→ **Extracted text**:
--- START ---

See our interview with Ric Dragon at the end of the article.
Every once in a while you come across an anomaly. My latest anomaly was walking into the, one week only exhibition on Partition Street in Saugerties, NY of Ric Dragon.
With monumental works that could easily hold their own on the walls of Cheim and Read or Berry Campbell galleries in Chelsea. It’s not the painting show you’d expect to see here in Saugerties.
The exhibit is a pop up, it was curated by the artist’s son and run in conjunction with Cross Contemporary who’s gallery across the street shows a surprising collection of better known artists and lesser knowns who shouldn’t be. They run a tight program with a singular vision. Not your typical regional gallery in the Catskills.
While Ric Dragon studied art in New York during the early 80’s he left the city for the Hudson Valley while his contemporaries, some of who went on to international fame, stayed in the city.

--- END ---

→ **Raw records**:
--- START ---

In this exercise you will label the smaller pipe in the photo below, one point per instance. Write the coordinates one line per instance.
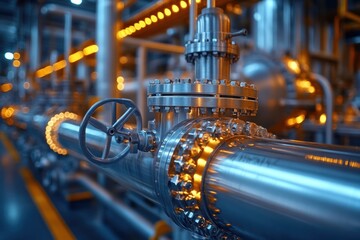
(143, 226)
(192, 20)
(140, 74)
(61, 10)
(328, 102)
(67, 47)
(211, 4)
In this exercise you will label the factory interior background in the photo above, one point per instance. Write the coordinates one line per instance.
(180, 119)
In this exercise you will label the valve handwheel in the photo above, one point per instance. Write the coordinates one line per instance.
(116, 129)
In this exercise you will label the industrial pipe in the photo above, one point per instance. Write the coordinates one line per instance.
(272, 189)
(141, 225)
(328, 102)
(135, 171)
(216, 183)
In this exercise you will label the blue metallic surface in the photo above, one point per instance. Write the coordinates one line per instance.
(20, 218)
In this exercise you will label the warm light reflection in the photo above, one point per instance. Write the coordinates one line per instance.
(142, 24)
(7, 112)
(16, 55)
(59, 65)
(305, 85)
(26, 85)
(167, 12)
(147, 21)
(123, 60)
(6, 87)
(76, 56)
(160, 15)
(137, 26)
(120, 83)
(294, 66)
(44, 71)
(175, 8)
(153, 18)
(295, 120)
(322, 118)
(90, 49)
(16, 63)
(183, 4)
(52, 128)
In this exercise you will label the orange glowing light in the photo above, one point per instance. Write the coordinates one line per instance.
(26, 85)
(76, 56)
(322, 118)
(153, 18)
(59, 65)
(16, 63)
(16, 55)
(90, 49)
(6, 87)
(148, 21)
(167, 12)
(183, 4)
(160, 15)
(175, 8)
(294, 66)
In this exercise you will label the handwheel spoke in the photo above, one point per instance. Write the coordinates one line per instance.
(113, 115)
(97, 124)
(121, 121)
(106, 150)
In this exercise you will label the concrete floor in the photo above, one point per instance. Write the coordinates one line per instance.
(20, 217)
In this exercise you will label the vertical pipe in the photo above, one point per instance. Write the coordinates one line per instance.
(107, 54)
(328, 101)
(210, 4)
(140, 73)
(67, 47)
(35, 40)
(192, 20)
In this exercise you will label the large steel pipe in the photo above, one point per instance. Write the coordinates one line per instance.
(135, 171)
(271, 189)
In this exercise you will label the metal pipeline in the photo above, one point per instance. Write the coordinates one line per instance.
(134, 172)
(328, 96)
(145, 228)
(61, 10)
(257, 188)
(272, 189)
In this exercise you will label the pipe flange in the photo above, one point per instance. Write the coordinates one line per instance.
(51, 130)
(213, 47)
(225, 98)
(184, 154)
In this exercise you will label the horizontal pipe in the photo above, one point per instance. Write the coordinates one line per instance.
(273, 189)
(161, 47)
(143, 226)
(134, 171)
(62, 10)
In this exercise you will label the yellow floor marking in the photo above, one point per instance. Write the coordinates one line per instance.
(53, 219)
(10, 147)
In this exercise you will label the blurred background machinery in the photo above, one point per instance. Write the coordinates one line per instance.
(163, 119)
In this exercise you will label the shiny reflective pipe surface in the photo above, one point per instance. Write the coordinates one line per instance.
(134, 172)
(272, 189)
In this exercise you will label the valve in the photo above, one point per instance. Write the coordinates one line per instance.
(116, 130)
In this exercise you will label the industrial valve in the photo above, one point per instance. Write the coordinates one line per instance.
(131, 139)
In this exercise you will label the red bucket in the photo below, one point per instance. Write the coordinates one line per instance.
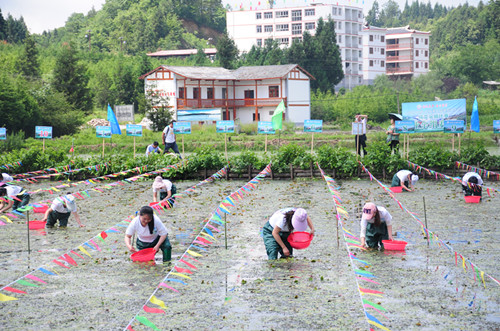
(394, 245)
(40, 210)
(144, 255)
(36, 225)
(472, 199)
(300, 240)
(396, 189)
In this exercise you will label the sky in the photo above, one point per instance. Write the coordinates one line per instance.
(49, 14)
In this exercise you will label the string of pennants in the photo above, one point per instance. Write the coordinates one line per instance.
(480, 171)
(432, 237)
(8, 166)
(85, 193)
(360, 272)
(65, 170)
(68, 259)
(416, 167)
(187, 264)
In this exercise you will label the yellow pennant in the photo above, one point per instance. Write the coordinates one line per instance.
(158, 302)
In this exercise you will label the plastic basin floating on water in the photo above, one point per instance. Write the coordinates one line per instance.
(144, 255)
(42, 209)
(300, 240)
(36, 225)
(397, 189)
(472, 199)
(394, 245)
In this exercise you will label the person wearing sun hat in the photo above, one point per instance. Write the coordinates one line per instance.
(61, 209)
(166, 189)
(279, 227)
(375, 226)
(406, 179)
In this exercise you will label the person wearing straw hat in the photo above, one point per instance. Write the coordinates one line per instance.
(405, 179)
(279, 227)
(166, 189)
(471, 184)
(60, 210)
(151, 233)
(20, 197)
(375, 226)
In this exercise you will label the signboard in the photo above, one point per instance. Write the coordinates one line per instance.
(199, 115)
(454, 126)
(265, 128)
(430, 116)
(103, 131)
(225, 127)
(124, 113)
(134, 130)
(404, 127)
(496, 126)
(43, 132)
(182, 127)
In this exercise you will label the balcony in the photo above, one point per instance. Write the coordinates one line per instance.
(230, 103)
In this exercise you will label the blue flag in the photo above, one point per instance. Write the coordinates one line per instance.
(115, 128)
(474, 117)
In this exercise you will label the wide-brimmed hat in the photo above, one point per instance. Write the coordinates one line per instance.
(299, 219)
(369, 210)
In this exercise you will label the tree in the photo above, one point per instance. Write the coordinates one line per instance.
(28, 61)
(70, 78)
(227, 52)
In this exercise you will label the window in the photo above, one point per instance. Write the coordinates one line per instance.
(296, 15)
(283, 41)
(296, 28)
(274, 92)
(281, 27)
(309, 12)
(310, 26)
(281, 14)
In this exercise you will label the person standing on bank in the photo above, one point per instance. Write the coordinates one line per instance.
(360, 140)
(406, 179)
(472, 184)
(279, 227)
(151, 232)
(60, 209)
(168, 138)
(375, 226)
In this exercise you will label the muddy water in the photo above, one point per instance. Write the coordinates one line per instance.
(238, 288)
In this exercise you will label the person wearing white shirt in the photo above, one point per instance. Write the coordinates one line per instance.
(18, 198)
(150, 232)
(376, 225)
(278, 228)
(61, 209)
(472, 184)
(168, 138)
(404, 178)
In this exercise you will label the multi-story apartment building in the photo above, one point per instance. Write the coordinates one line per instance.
(397, 52)
(253, 27)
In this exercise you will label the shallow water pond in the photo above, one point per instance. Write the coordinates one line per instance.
(237, 288)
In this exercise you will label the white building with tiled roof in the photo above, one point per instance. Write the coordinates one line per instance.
(247, 94)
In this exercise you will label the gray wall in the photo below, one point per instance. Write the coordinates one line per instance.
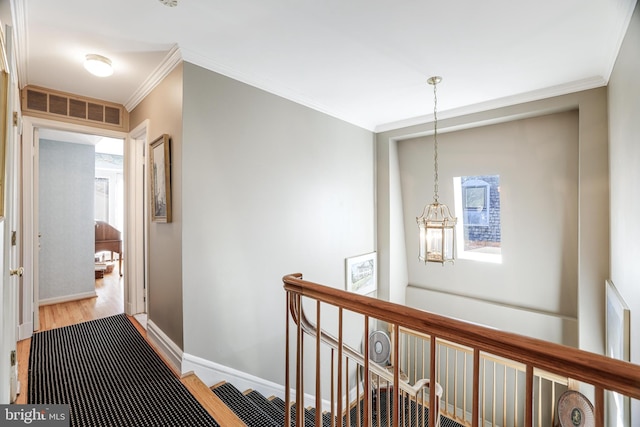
(269, 188)
(163, 108)
(65, 219)
(568, 307)
(624, 151)
(537, 160)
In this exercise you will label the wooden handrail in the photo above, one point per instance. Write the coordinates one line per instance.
(600, 371)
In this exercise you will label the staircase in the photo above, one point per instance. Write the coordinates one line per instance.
(256, 410)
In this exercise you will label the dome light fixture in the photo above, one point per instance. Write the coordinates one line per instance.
(98, 65)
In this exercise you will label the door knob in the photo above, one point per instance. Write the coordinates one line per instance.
(17, 272)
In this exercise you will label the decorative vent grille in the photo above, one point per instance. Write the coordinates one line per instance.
(56, 105)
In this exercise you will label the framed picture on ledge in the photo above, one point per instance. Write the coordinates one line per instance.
(361, 274)
(618, 319)
(160, 178)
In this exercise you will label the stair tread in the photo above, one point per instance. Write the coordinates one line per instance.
(250, 413)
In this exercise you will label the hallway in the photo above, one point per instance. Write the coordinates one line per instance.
(109, 301)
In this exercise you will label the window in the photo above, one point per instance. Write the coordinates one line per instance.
(478, 232)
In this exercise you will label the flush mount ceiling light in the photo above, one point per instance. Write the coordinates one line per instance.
(98, 65)
(436, 225)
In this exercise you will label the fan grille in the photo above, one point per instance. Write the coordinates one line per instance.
(379, 347)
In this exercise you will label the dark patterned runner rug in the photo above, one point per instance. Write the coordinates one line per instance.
(108, 374)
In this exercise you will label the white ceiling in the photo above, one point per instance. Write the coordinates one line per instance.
(363, 61)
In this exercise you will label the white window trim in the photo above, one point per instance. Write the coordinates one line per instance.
(460, 252)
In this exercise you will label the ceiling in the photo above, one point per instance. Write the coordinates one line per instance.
(363, 61)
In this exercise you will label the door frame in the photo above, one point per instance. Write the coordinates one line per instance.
(136, 223)
(30, 321)
(10, 223)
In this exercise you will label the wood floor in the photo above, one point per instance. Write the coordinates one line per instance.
(110, 301)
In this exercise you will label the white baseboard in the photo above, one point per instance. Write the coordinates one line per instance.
(25, 331)
(172, 353)
(212, 373)
(67, 298)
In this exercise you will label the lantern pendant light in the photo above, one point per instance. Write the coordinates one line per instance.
(436, 225)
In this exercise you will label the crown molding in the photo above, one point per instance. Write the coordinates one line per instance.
(21, 44)
(170, 61)
(549, 92)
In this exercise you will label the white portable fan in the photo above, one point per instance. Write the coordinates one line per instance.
(379, 347)
(575, 410)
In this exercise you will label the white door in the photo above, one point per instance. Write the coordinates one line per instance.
(10, 251)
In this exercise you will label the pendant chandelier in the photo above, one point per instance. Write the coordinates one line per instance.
(436, 225)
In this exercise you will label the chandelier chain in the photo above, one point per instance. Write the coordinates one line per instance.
(435, 142)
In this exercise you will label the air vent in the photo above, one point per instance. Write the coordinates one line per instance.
(62, 106)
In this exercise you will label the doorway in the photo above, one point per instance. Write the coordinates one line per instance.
(133, 236)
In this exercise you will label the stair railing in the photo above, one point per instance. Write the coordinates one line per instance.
(595, 373)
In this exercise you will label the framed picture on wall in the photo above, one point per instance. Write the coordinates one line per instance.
(361, 274)
(160, 178)
(618, 318)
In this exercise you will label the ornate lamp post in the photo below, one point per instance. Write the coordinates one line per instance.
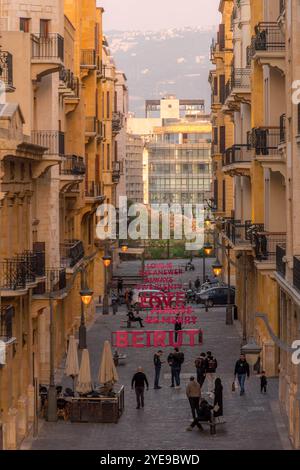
(207, 250)
(86, 296)
(107, 262)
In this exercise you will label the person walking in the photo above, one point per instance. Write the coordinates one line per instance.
(197, 283)
(193, 392)
(175, 360)
(263, 382)
(120, 285)
(200, 364)
(211, 368)
(218, 399)
(177, 326)
(242, 370)
(139, 380)
(157, 367)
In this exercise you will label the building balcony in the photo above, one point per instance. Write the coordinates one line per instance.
(94, 192)
(268, 45)
(116, 172)
(54, 141)
(72, 165)
(117, 122)
(17, 273)
(237, 159)
(7, 313)
(88, 59)
(238, 233)
(280, 256)
(69, 83)
(55, 281)
(6, 70)
(265, 245)
(72, 252)
(47, 54)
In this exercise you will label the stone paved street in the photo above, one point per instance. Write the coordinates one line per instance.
(252, 421)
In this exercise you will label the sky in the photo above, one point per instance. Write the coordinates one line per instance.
(158, 14)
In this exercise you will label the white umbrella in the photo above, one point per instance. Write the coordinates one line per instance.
(72, 365)
(107, 372)
(84, 383)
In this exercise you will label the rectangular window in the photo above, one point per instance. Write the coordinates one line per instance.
(44, 28)
(25, 25)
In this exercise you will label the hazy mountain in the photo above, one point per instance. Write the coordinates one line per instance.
(170, 61)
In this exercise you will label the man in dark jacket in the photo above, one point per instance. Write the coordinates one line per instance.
(200, 364)
(175, 360)
(138, 381)
(242, 370)
(157, 366)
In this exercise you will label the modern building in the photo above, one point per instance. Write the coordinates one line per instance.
(58, 163)
(177, 137)
(134, 169)
(258, 44)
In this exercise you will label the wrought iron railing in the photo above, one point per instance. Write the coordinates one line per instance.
(265, 140)
(50, 46)
(6, 322)
(54, 141)
(296, 272)
(6, 68)
(236, 154)
(265, 244)
(93, 189)
(117, 122)
(72, 252)
(268, 37)
(72, 165)
(280, 254)
(90, 125)
(88, 58)
(282, 128)
(55, 280)
(21, 270)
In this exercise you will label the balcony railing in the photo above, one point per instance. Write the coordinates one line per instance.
(45, 47)
(117, 122)
(236, 154)
(265, 140)
(6, 68)
(265, 244)
(88, 58)
(296, 272)
(72, 252)
(72, 165)
(268, 37)
(236, 231)
(90, 125)
(55, 280)
(93, 189)
(6, 322)
(282, 129)
(280, 254)
(54, 141)
(21, 270)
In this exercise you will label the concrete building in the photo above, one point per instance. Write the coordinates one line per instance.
(134, 169)
(259, 222)
(58, 162)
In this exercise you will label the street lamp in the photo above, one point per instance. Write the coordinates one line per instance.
(86, 296)
(207, 249)
(107, 262)
(217, 269)
(124, 247)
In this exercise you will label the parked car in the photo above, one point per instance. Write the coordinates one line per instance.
(216, 296)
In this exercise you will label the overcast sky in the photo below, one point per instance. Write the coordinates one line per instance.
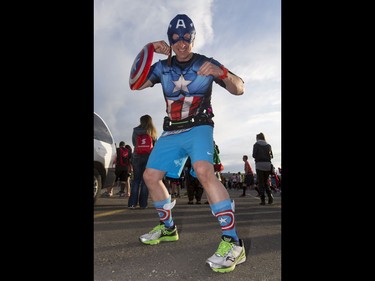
(244, 35)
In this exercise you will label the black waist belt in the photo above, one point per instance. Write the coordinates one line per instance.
(186, 123)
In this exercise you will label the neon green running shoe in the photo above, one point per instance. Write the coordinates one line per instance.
(159, 234)
(228, 255)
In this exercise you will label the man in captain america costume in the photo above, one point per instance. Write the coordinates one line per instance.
(186, 79)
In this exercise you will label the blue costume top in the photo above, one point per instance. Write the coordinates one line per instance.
(186, 93)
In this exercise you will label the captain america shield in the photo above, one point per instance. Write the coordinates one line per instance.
(141, 66)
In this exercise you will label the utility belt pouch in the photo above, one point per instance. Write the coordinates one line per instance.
(186, 123)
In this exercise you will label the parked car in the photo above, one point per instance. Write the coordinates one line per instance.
(104, 156)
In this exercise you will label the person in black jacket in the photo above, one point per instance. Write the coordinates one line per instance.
(262, 154)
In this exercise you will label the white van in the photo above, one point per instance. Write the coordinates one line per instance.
(104, 156)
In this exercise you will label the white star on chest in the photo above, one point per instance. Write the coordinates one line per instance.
(223, 220)
(181, 84)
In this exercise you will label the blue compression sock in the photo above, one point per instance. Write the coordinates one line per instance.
(164, 209)
(224, 211)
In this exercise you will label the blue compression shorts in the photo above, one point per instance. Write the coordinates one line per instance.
(171, 152)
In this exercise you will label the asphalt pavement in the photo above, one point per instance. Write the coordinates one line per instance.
(119, 256)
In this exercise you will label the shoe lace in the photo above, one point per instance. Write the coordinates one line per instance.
(224, 248)
(157, 228)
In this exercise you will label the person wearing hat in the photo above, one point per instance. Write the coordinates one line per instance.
(187, 80)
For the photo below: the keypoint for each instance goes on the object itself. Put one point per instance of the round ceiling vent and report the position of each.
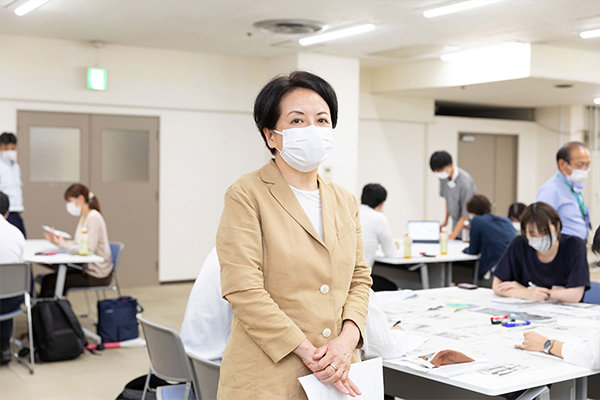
(290, 26)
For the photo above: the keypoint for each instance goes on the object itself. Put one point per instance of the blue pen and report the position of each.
(512, 324)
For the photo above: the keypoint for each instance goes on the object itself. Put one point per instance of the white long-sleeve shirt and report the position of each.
(11, 185)
(376, 231)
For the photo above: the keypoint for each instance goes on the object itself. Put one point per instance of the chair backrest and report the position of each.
(15, 279)
(592, 296)
(115, 250)
(206, 373)
(165, 350)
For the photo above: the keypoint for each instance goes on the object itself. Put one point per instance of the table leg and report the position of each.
(60, 281)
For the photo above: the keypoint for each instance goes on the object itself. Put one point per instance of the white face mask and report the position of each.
(542, 244)
(9, 155)
(304, 149)
(578, 175)
(73, 209)
(441, 175)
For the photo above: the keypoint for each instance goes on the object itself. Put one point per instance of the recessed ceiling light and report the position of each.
(337, 34)
(590, 34)
(457, 7)
(29, 6)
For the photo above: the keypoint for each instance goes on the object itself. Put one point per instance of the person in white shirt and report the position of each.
(376, 230)
(10, 179)
(11, 252)
(207, 321)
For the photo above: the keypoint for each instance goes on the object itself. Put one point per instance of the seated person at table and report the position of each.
(541, 264)
(12, 246)
(83, 204)
(514, 214)
(488, 235)
(376, 230)
(207, 321)
(585, 353)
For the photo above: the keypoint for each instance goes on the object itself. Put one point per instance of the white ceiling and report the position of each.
(226, 26)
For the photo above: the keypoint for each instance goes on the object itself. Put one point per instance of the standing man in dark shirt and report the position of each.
(542, 264)
(456, 187)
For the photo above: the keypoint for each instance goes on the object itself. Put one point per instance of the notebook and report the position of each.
(424, 231)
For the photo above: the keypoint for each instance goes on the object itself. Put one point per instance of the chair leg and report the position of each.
(147, 384)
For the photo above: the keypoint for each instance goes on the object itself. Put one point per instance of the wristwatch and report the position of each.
(548, 345)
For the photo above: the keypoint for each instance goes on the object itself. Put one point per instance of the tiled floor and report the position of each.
(102, 377)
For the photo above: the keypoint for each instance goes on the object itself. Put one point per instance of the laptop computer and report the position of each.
(424, 231)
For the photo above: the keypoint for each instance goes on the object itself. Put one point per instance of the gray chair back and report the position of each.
(165, 350)
(206, 373)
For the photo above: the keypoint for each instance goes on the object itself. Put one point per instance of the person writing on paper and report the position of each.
(488, 235)
(12, 246)
(83, 204)
(291, 254)
(456, 187)
(376, 230)
(542, 264)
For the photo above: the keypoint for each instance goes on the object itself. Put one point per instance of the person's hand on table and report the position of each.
(335, 360)
(532, 341)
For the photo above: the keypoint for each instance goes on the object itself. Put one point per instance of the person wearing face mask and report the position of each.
(291, 254)
(82, 203)
(543, 264)
(564, 190)
(456, 187)
(10, 179)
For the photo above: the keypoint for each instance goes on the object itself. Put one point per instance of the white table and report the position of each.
(439, 265)
(492, 346)
(61, 260)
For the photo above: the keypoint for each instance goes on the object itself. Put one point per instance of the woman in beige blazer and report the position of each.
(291, 254)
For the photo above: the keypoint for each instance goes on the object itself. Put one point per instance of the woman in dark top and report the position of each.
(542, 264)
(488, 233)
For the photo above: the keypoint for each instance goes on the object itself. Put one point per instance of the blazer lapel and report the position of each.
(286, 198)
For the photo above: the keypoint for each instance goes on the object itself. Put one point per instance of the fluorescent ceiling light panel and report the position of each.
(457, 7)
(29, 6)
(337, 34)
(590, 34)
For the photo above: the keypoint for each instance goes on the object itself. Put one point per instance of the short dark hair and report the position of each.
(8, 138)
(542, 215)
(564, 153)
(479, 205)
(267, 106)
(515, 210)
(440, 160)
(373, 195)
(4, 204)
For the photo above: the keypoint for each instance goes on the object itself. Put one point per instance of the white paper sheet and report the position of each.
(367, 375)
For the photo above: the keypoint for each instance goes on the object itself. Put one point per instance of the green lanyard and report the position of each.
(578, 196)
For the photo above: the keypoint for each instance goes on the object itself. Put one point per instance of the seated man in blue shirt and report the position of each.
(564, 190)
(542, 264)
(488, 235)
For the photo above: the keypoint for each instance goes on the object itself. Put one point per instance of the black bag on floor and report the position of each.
(57, 334)
(116, 319)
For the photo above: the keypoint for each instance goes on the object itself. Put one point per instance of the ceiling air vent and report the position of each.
(290, 26)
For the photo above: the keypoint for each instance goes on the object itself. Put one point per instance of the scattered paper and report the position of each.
(367, 375)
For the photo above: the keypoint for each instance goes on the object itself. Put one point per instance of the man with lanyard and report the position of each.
(564, 190)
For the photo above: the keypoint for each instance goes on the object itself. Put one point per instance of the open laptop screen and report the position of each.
(424, 231)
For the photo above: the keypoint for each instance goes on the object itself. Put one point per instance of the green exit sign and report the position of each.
(97, 79)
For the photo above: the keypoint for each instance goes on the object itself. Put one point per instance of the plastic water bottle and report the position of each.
(83, 243)
(444, 242)
(407, 246)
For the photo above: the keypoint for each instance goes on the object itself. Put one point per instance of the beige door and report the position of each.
(117, 158)
(492, 162)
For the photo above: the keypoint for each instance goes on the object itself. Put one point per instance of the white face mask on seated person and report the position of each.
(304, 149)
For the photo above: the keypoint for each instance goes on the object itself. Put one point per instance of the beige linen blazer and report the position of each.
(284, 282)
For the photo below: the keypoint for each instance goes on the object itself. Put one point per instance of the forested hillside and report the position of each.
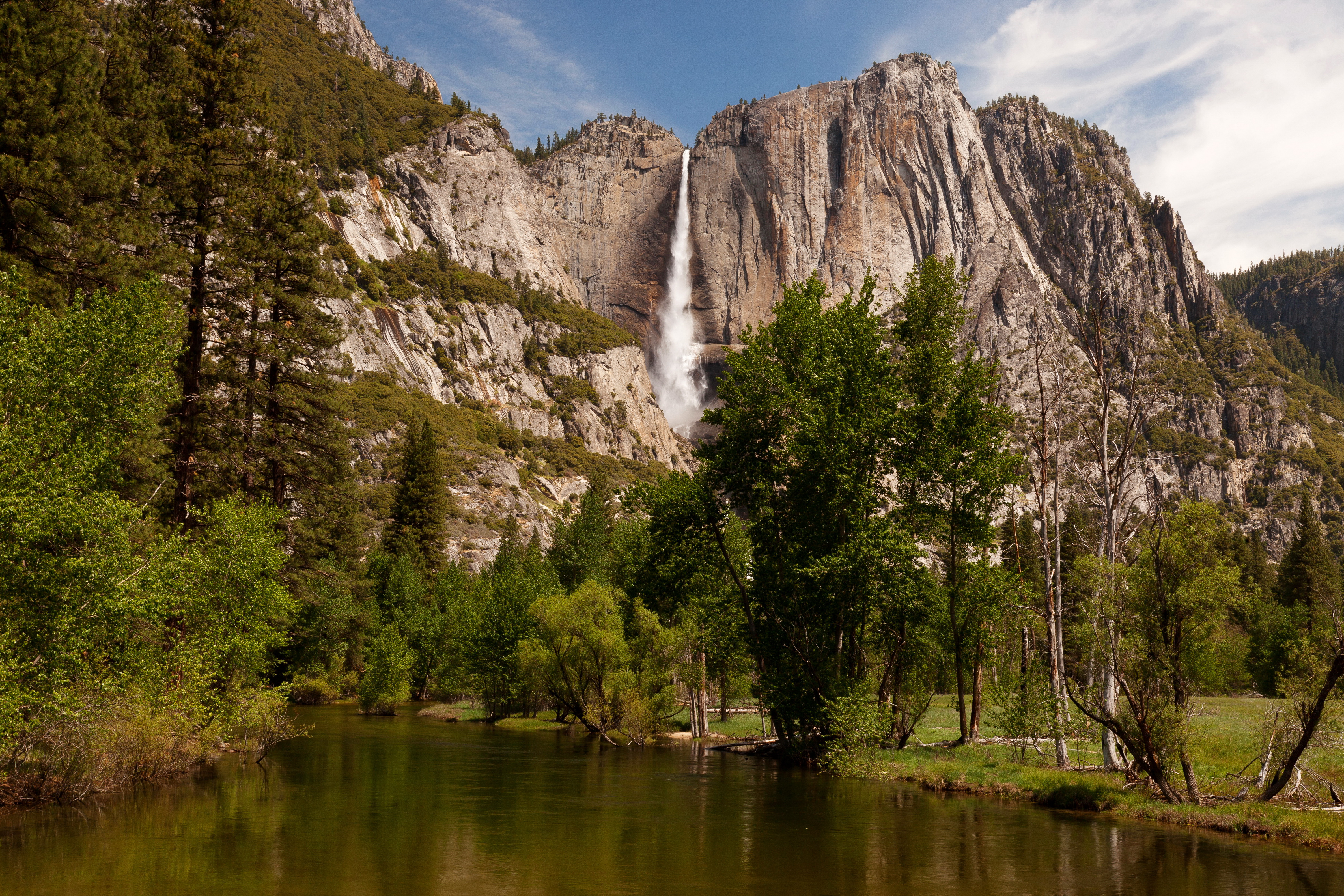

--- END ---

→ **The request**: Continue the article about the Ric Dragon exhibition in Saugerties, picking up right after its final sentence.

→ **Answer to the task**:
I personally have always felt a kinship with the quiet ghosts of New York artists. I walk the streets and wonder sometimes who and what genius has walked these blocks and never been recognized for their hard work and the sacrifice that making art takes. I think of them as friends I’ve never had the chance to meet and most often never seen their work.
In a way meeting Ric was like meeting a living entity that embodies these ghosts. But he’s been living and painting in the Hudson Valley and not New York City. His work has been overlooked, possibly because he left New York to have more space and quality of life. His paintings are as good as any major abstract artist of the last 30 years. His obscurity and his lack of careerism is, if anything a testament to the sincerity in his work.
This exhibition is up for one week. At the end of that week he is packing these paintings to move them to Bogota, Columbia. Why? From what I can tell he’s worked all his life to make support his artwork. Now he’s going we’re he can paint full time, without working a job to go struggle in the studio.
Interview with Ric Dragon:
Have you had many solo exhibitions?
Not many – over the years I’ve had solo shows in the local arts organizations, at a gallery in Bushwick, and at the Munson Williams Proctor Institute. But as I mentioned in our conversation, I have not enjoyed a lot of success in that arena.
Please tell us how this one is different for you. Obviously it’s a 33 year retrospective, can you also tell us about the evolution of the work in the exhibit?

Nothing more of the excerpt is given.